Given task 1 — In the article on transitionology, which earlier theory is transitionology said to resemble in its main outlines?
* Begin Passage provided *
Suitably chastised - and having internalised ,i hope , the grammar of the
nettime language let's have another go at submitting this to the list. I
can't get enough of this new-found doubt among the financial elite.

						----------------------

When even the Priesthood begin to doubt the basic tenets of their faith
can a reformation be far behind ?

This from the Pink 'Un.
http://search.ft.com/search/article.html?id=020811002229&query=lieven&vsc_ap
pId=totalSearch&state=Form

----------------------
Anatol Lieven: The road to riches discredited
By Anatol Lieven            
Published: August 11 2002 19:38 | Last Updated: August 11 2002 19:38


            Latin America's economic crisis has intellectual implications
which extend far beyond that continent. It sounds the death-knell of
"transitionology", the belief that by following a simple set of universal
rules, countries all over the world can in a short space of time make the
transition to democracy and the free market. This mantra is now
intellectually dead, though it will doubtless live on in the mouths of
politicians, pundits and diplomats. What we are left with is history, with
its many winding paths and lack of final destinations.

            There was always something odd about the degree of belief
invested in such an ideological and teleological framework of analysis. In
its main outlines, transitionology has resembled the modernisation theory
of the 1950s and 1960s. Indeed, they were developed in similar
circumstances. Modernisation theory was meant to help the newly meant to
do the same for the former Soviet empire.  But by the time the Soviet
Union crumbled, the former European colonies had decades of experience to
show that there is nothing inevitable about such progress, and no
universal rules that can bring it about. Of the former European colonies,
many have experienced some development, but only a tiny handful have
joined the developed world. A considerable number in Africa have
experienced not progress but catastrophic decline, with steep falls in
living standards and services, and in some cases the complete collapse of
the state.

            Similarly, the former Communist dependencies in central Europe
and around the Baltic have achieved great progress (though this by no
means applies to their entire populations). Other states such as Russia
are experiencing uncertain recoveries from very steep declines, while
some, in the Caucasus and central Asia, have experienced what amounts to
radical demodernisation. None have sunk to African levels, but some are a
great deal further from the developed world than they were in the 1980s.
Even Russia and Ukraine stand no chance of real integration into the west
in the foreseeable future.

            Latin America is a particularly striking example of the
triumph of hope over experience. Several states have achieved very real
progress, and are of course vastly richer than they were a century ago.
But very few indeed have achieved western standards of living and levels
of democracy. Argentina was probably closer to such a breakthrough a
century ago than it is today. Millions of Mexicans continue to risk their
lives by illegal immigration to the US.  How many times in the course of
that century have we heard of one

            Latin American country or another instituting a bold economic
reform programme and experiencing an economic miracle? And how many times
have we seen that economy collapse into crisis again as a result of an
external economic shock, mass domestic unrest, or both? How many times
have we seen countries move from dictatorial rule to democracy and back
again? How many times has democracy proved only a facade for an
incompetent and greedy oligarchy? For that matter, how many of these
democracies have made a real difference when it comes to the brutish
treatment of the poor by the police, the courts and the bureaucracy?
* End Passage provided *
Given task 2 — Recast the records as a numbered list, starting with the line that contains "Point out the wet" and going on through the end of the records, with blank lines left out.
* Begin Rows *
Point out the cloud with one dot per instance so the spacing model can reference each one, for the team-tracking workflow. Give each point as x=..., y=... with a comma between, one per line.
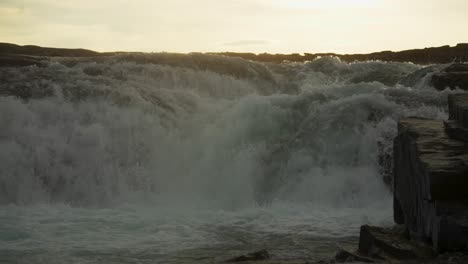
x=247, y=42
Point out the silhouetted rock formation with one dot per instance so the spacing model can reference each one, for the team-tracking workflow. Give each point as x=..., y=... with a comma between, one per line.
x=454, y=76
x=255, y=256
x=7, y=48
x=430, y=183
x=444, y=54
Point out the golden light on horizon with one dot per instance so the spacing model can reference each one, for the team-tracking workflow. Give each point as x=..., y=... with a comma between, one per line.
x=327, y=4
x=274, y=26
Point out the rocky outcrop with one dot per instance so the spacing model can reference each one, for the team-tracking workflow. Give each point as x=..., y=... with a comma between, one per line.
x=453, y=76
x=436, y=55
x=391, y=243
x=431, y=180
x=254, y=256
x=7, y=60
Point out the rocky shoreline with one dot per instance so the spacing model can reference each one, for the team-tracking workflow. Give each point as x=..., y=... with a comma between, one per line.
x=430, y=187
x=435, y=55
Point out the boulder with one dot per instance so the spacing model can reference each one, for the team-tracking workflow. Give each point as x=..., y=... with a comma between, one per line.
x=431, y=183
x=344, y=256
x=254, y=256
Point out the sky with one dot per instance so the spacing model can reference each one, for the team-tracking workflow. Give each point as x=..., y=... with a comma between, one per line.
x=273, y=26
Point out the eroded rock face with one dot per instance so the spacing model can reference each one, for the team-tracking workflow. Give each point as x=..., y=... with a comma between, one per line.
x=391, y=243
x=431, y=183
x=454, y=76
x=254, y=256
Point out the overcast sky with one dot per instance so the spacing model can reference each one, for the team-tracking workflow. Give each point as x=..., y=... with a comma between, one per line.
x=275, y=26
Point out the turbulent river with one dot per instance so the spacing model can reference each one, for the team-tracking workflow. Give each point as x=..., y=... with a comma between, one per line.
x=167, y=158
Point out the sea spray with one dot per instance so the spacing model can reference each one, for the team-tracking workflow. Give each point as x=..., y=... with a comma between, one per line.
x=159, y=157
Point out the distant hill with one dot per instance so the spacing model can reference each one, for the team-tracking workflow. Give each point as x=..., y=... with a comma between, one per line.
x=444, y=54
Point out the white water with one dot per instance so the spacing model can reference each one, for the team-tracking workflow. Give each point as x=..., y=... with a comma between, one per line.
x=196, y=159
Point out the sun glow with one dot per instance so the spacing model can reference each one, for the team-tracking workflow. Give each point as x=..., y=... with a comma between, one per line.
x=327, y=4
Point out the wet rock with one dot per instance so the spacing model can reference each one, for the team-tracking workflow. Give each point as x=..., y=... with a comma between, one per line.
x=254, y=256
x=458, y=108
x=430, y=183
x=393, y=243
x=344, y=256
x=457, y=125
x=454, y=76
* End Rows *
Expected answer 1 — The modernization theory of the 1950s and 1960s.

Expected answer 2 —
1. Point out the wet rock with one dot per instance so the spacing model can reference each one, for the team-tracking workflow. Give each point as x=..., y=... with a comma between, one per line.
2. x=254, y=256
3. x=458, y=108
4. x=430, y=183
5. x=393, y=243
6. x=344, y=256
7. x=457, y=125
8. x=454, y=76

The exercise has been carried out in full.